[Begin]

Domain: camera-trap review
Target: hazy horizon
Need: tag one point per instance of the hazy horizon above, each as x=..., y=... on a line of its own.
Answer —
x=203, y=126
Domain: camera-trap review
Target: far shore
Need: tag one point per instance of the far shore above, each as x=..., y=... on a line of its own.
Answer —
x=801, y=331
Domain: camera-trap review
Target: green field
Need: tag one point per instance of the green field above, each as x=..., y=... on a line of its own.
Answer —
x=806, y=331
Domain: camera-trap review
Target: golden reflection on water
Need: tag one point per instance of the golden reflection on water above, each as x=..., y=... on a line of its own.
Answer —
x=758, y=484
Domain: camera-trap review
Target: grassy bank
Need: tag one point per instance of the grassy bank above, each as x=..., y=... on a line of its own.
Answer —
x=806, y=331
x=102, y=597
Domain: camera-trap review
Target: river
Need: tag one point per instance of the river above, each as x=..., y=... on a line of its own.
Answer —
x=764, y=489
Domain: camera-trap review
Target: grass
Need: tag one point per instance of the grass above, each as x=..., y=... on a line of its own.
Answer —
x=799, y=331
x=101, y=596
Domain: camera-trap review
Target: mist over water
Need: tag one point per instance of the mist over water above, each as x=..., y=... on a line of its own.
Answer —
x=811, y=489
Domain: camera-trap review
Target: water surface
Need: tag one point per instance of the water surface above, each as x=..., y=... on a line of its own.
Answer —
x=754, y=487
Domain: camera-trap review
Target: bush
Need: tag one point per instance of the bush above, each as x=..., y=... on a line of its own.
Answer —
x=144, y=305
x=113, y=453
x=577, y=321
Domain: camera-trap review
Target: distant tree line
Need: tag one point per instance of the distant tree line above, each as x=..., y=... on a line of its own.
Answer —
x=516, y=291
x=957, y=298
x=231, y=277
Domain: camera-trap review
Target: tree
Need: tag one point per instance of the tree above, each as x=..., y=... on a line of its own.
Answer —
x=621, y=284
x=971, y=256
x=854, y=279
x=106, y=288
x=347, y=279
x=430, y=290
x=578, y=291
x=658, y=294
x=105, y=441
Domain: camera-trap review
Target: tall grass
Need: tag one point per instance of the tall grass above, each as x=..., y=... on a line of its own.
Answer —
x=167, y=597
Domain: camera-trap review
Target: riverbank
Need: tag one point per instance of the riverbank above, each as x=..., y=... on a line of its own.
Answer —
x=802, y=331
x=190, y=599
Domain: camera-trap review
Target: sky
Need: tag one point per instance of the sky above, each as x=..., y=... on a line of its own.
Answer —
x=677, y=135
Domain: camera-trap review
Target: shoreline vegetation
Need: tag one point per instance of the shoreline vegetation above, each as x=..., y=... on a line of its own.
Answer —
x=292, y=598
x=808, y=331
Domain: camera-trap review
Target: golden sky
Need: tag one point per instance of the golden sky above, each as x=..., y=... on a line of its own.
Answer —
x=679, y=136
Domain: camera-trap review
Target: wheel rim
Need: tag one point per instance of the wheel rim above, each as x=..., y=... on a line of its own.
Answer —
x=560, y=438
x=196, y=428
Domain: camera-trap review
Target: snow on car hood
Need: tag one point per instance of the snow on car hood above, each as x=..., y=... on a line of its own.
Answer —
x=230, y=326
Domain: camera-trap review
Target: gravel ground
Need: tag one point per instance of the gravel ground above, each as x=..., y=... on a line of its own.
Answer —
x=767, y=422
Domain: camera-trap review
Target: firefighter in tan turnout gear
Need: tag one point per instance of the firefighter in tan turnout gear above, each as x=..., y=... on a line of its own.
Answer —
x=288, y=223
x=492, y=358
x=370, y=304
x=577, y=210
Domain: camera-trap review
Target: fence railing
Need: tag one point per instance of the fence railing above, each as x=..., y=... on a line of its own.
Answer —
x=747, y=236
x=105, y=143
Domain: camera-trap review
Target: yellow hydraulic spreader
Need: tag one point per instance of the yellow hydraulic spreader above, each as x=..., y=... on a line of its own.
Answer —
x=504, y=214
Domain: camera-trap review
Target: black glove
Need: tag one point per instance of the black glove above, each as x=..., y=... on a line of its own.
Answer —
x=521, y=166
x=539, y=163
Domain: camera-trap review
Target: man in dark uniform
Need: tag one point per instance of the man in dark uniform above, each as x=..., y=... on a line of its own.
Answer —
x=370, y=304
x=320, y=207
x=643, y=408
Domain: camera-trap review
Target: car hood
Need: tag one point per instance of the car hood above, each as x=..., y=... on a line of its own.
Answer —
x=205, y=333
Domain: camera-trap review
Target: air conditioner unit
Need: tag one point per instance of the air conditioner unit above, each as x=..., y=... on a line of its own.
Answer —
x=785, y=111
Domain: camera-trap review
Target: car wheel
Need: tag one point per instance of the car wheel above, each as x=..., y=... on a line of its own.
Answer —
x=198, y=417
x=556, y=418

[End]

→ Stated problem
Copy down the whole of the data above, matching it exactly.

→ Final answer
Domain: camera-trap review
Target: hazy horizon
Need: tag one point per instance of the hazy horizon above, each as x=..., y=... on a line of its own.
Answer —
x=203, y=126
Domain: camera-trap review
Target: far shore
Need: tag one point per instance of the far shore above, each as x=..., y=... on a line of its own.
Answer —
x=801, y=331
Domain: camera-trap review
Target: green field
Need: tag one point per instance of the green field above, each as x=..., y=... on a line of its own.
Answer —
x=806, y=331
Domain: camera-trap review
Target: golden reflection on water
Need: tag one point per instance of the golden reflection on water above, each as x=..., y=... on a line of its own.
Answer —
x=758, y=484
Domain: camera-trap review
Target: grassy bank
Need: tag one point per instance of the grassy bank above, each as x=..., y=... on a line of its own.
Answer —
x=806, y=331
x=102, y=597
Domain: camera-trap review
Target: river
Need: tag one point per instance of the river above, each as x=..., y=... on a line of its own.
Answer —
x=764, y=489
Domain: camera-trap review
Target: grass
Need: tag one point per instance of the grass above, each as x=..., y=... on a line of its own.
Answer —
x=799, y=331
x=101, y=596
Domain: camera-trap review
Target: mist over water
Need: tag one point per instance of the mist over water above, each as x=..., y=... on a line of its own.
Answer —
x=811, y=489
Domain: camera-trap review
Target: water surface
Need: tag one point per instance of the water surface above, each as x=..., y=... on a line of its own.
Answer —
x=754, y=487
Domain: camera-trap review
Target: bush
Need: tag one point per instance of the bush above, each as x=..., y=... on a line of its own.
Answer —
x=144, y=305
x=113, y=453
x=577, y=321
Domain: camera-trap review
Target: distant tree line
Need: tag one point per instance of the distant tree line above, each as x=..., y=... on a line of its own.
Answer —
x=516, y=291
x=957, y=298
x=231, y=277
Domain: camera-trap review
Target: tree
Need: tag one point per instance of the tree above, each as x=..., y=... on a line of its own.
Answer —
x=621, y=284
x=971, y=256
x=854, y=279
x=106, y=288
x=347, y=279
x=430, y=290
x=578, y=291
x=658, y=294
x=105, y=441
Domain: camera-trap review
Target: tall grass
Need: tag one point per instance of the tall grass above, each as x=..., y=... on a line of its own.
Answer —
x=167, y=597
Domain: camera-trap review
Target: riverbank
Need: tag one point per instance of the riverbank above, each as x=..., y=... on a line of its own.
Answer —
x=802, y=331
x=190, y=599
Domain: camera-trap review
Target: sky
Need: tag one point per instance of the sky above, each as x=..., y=... on a line of its own.
Answer —
x=677, y=135
Domain: camera-trap review
Target: shoreline vegetation
Need: tag one point per instance of the shoreline vegetation above, each as x=..., y=... on a line of its own.
Answer —
x=292, y=598
x=808, y=331
Domain: camera-trap review
Target: golden sky
Need: tag one point per instance of the golden sky above, each as x=..., y=... on a line of its own.
Answer —
x=679, y=136
Domain: camera-trap review
Target: wheel rim
Need: tag one point per instance of the wheel rim above, each as x=..., y=... on a line of its own.
Answer —
x=560, y=438
x=196, y=428
Domain: camera-trap review
Target: snow on car hood
Need: tag one point per instance of the snow on car hood above, each as x=..., y=... on a line of its own.
Answer —
x=230, y=326
Domain: camera-trap review
Target: gravel ground
Need: tag one point per instance of the gravel ground above, each as x=..., y=... on a line of its own.
Answer —
x=767, y=422
Domain: camera-trap review
Target: firefighter in tan turnout gear
Need: tag one point per instance of the firefighter in tan turnout gear above, each as x=..., y=... on a line of its own.
Answer —
x=288, y=223
x=492, y=358
x=370, y=304
x=577, y=210
Domain: camera-trap review
Target: fence railing
Need: tag one point per instance of the fence railing above, each as x=..., y=... on a line of its own.
Answer —
x=747, y=236
x=105, y=143
Domain: camera-trap review
Target: yellow hydraulic spreader
Need: tag one point per instance of the yellow hydraulic spreader above, each as x=..., y=... on a line of its own.
Answer —
x=504, y=214
Domain: camera-trap review
Target: black glove
Need: tag one point per instance of the black glove above, each as x=..., y=... on a line of its own.
Answer —
x=521, y=166
x=539, y=163
Domain: camera-trap review
Target: man in dark uniform
Need: tag one point per instance of the man in dark uniform above, each as x=..., y=... on a line of its own.
Answer —
x=370, y=304
x=320, y=207
x=643, y=408
Domain: camera-trap review
Target: car hood
Need: tag one point per instance of the car hood above, each as x=..., y=... on a line of its own.
Answer —
x=205, y=333
Domain: camera-trap review
Target: air conditioner unit
Need: tag one point per instance of the air conditioner unit above, each as x=..., y=... on a line of its own.
Answer —
x=785, y=111
Domain: camera-trap review
Target: car wheel
Need: tag one point per instance of the car wheel above, each as x=..., y=... on a line of its own.
Answer —
x=198, y=417
x=556, y=418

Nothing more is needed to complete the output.